Время нарциссов
Современная литература, как и культура в целом, находится в крайне сложном положении. Из-за бурного развития информационного общества меняются не какие-то частности нашего с вами привычного уклада – полностью изменился тип мышления. Наступило время, которое философ Жан Бодрийяр назвал «временем после оргии». Полным ходом идёт четвёртая промышленная революция, киберфизические системы внедряются в производство и обслуживание человеческих потребностей. Меняется вся культурная парадигма.
Мы незаметно для себя начинаем воспринимать мир иначе. Кажется, что это какие-то микроскопические изменения, но представьте себе, что раньше автору, который хочет внести изменения в текст, приходилось перепечатывать всю страницу заново, а потом появился компьютер и кнопка отмены. Раньше перед тем, как перепечатать, автор перепроверял текст, думал, что ещё можно улучшить, чтобы не пришлось снова переделывать. Страница воспринималась как свершившийся акт. Теперь ты можешь всё отменить. Отменить знак, букву, действие, вернуться к вчерашнему варианту. Ничто не конечно, и всё может оказаться пробным вариантом. Мир становится приблизительное. Грамотным можно не быть – автоматическая программа проверки грамотности сделает всё за тебя. Мы стали думать меньше, мы перестали взвешивать. Технологии продвинулись ещё дальше — появились голосовые расшифровщики, и можно надиктовать, а потом проверить грамотность программой. Автору остаётся только мыслить.
Но. И это, оказывается, не предел. Созданы программы, способные сами создавать художественные тексты. Эти программы самообучаются, имитируют мыслительную деятельность, и скоро автор будет не нужен. И писателю будущего придётся уже отвечать не на вопрос о том, зачем я пишу, а на вопрос: чем я лучше компьютера? Что я смогу сделать в культуре, чего не может сделать он? Естественно, литература в таких условиях не может оставаться прежней, она тоже меняется невероятно быстро, отражая в этих изменениях и изменение языка, и изменение мышления.
Конечно, не стоит думать, что литература исчезнет, – живёт же театр, частично ушедший в кинематограф, выживет и литература, однако роль её в культуре, возможно, станет столь же незначительной, как и нынешняя роль театра. Мы уже видим это за рубежом, где литература давно существует в двух ипостасях: «университетская литература», которую на гранты и дотации создают прикрепленные к кафедрам филологи, и массовая. Массовая — это однодневная, прикладная, то есть разработка художественного мира-основы для экранизаций или компьютерных игр.
Мы можем и дальше закрывать глаза на происходящие в мире процессы и думать, что с нашей культурой этого не произойдёт. Но это не так. Даже полная изоляция своей культуры от иностранных влияний, как в Китае, например, ни к чему не приводит даже там эти процессы уже заметны и вызывают бурную реакцию. В Китае, кстати, государство активно поддерживает литераторов, интерес к литературе растёт, развивается книгоиздание и литературная периодика. Нам на это рассчитывать не приходится, поэтому наше положение куда более сложное, и найти из него выходы – сейчас наша основная задача.

=======

# ЧТО ТРЕБУЕТСЯ
Объясните по фрагменту, почему наше положение названо куда более сложным, чем в Китае. Ответ дайте в одном-двух предложениях. Используйте только сведения из фрагмента.

# СТРОКИ ДАННЫХ

=======

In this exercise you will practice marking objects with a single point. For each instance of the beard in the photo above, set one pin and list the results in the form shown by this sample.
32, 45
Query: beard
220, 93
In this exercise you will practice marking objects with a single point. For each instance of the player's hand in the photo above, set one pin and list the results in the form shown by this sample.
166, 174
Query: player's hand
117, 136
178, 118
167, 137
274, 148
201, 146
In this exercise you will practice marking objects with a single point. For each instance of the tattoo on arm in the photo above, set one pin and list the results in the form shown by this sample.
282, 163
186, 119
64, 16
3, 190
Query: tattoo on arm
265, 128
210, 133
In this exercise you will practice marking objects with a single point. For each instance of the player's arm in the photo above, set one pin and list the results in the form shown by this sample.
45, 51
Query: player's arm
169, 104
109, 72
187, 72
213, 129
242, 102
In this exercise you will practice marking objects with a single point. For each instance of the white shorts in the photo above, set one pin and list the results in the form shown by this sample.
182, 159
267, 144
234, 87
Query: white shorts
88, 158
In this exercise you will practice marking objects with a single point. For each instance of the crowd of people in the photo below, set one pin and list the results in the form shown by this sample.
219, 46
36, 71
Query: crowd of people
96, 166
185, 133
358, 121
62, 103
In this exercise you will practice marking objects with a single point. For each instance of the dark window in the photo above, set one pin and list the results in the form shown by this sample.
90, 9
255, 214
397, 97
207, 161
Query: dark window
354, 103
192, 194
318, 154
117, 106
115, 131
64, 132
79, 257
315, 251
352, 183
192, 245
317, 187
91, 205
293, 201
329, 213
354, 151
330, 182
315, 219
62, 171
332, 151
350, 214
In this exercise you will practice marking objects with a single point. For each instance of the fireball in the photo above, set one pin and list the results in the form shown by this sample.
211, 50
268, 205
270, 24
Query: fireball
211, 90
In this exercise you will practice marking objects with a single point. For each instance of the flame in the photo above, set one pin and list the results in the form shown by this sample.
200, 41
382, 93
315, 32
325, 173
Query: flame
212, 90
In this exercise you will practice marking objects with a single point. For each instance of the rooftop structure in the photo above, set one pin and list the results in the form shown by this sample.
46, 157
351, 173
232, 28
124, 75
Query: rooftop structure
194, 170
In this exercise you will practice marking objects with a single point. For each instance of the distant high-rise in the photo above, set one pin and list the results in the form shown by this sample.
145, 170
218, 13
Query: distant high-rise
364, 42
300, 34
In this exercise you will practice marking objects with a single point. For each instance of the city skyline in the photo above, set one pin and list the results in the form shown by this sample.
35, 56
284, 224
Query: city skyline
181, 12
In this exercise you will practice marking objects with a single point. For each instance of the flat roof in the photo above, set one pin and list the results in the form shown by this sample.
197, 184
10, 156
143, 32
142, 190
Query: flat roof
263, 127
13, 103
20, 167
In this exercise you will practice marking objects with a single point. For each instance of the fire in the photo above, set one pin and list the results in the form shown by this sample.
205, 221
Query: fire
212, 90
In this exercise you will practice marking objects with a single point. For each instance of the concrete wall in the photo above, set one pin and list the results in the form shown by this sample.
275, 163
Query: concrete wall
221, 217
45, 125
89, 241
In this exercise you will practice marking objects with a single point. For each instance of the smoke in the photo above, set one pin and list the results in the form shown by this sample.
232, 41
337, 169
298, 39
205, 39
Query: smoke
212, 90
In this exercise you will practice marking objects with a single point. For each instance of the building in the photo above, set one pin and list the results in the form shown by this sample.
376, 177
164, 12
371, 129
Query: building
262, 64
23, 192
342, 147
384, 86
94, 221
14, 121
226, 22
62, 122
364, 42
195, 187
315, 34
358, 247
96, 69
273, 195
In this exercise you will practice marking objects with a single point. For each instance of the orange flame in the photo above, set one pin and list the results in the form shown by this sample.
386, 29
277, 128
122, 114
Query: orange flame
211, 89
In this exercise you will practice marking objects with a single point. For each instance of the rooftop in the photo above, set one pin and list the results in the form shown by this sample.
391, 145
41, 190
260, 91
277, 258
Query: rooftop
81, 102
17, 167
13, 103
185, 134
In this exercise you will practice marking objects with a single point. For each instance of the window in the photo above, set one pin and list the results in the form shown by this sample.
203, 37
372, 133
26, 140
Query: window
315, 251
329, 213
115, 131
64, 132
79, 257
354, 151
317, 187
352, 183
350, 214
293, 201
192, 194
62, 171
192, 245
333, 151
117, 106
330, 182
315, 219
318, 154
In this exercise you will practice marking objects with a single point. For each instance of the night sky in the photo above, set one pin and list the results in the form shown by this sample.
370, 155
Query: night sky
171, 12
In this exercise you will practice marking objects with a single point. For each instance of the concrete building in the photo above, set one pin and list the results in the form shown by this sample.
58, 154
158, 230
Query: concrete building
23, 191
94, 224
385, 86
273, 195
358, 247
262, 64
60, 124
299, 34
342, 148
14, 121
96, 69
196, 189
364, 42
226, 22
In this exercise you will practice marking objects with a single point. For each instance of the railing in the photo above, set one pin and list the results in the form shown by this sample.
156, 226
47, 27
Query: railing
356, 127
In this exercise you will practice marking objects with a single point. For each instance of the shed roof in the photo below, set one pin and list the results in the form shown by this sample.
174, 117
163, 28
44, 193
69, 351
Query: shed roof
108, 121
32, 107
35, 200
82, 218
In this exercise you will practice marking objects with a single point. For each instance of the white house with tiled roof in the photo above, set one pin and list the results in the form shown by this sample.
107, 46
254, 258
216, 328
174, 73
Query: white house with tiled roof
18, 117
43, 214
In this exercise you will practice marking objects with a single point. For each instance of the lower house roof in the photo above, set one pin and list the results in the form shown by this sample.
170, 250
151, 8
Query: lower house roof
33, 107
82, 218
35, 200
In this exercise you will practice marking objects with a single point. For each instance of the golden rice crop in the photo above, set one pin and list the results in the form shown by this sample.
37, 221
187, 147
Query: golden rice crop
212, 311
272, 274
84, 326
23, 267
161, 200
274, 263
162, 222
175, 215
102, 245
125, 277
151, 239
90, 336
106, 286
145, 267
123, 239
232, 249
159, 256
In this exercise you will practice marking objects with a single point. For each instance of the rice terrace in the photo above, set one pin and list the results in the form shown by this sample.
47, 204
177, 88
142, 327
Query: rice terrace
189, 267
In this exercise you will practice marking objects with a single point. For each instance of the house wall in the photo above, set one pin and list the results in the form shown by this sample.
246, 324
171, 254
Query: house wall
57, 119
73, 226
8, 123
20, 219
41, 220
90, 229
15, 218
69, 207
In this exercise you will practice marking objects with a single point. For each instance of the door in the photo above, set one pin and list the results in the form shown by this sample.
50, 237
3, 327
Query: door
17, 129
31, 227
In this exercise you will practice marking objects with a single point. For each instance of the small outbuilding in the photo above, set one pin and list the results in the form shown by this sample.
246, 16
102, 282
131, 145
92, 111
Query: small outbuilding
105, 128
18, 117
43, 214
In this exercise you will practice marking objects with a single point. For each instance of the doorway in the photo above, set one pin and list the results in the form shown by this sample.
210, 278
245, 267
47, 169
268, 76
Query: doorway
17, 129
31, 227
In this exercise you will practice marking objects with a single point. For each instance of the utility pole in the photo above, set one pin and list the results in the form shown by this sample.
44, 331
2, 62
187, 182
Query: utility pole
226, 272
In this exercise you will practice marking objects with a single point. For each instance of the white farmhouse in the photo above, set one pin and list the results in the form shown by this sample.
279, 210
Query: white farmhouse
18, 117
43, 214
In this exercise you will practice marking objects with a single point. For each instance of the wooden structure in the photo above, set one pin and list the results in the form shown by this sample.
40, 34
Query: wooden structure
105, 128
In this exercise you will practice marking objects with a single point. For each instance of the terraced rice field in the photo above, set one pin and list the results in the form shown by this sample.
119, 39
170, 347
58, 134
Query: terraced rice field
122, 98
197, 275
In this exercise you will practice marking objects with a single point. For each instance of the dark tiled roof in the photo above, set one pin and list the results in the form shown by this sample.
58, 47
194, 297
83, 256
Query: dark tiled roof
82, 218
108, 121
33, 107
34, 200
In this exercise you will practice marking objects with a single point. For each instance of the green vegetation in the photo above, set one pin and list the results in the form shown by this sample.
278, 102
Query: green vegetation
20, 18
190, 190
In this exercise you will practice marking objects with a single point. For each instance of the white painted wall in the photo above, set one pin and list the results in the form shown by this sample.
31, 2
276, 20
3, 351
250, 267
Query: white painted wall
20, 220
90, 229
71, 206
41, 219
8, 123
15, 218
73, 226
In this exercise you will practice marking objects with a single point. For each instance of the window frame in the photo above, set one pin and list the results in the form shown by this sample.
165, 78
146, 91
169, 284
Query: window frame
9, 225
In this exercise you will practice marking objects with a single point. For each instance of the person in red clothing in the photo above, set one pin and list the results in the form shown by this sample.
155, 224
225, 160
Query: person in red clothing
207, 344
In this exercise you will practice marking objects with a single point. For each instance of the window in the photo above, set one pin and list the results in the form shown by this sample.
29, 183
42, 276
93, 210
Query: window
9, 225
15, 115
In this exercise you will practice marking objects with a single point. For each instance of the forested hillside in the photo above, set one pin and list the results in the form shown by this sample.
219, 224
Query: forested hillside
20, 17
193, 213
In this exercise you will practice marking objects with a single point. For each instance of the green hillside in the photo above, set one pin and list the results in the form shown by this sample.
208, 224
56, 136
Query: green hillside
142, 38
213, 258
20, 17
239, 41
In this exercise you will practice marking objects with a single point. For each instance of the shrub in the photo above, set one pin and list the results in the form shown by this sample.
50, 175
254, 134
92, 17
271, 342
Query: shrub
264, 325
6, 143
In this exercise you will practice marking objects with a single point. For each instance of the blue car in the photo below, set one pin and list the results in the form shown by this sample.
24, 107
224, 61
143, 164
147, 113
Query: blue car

=======

# РЕШЕНИЕ ЗАДАЧИ
В Китае государство активно поддерживает литераторов, интерес к литературе растёт, развиваются книгоиздание и литературная периодика. Нам на такую поддержку рассчитывать не приходится.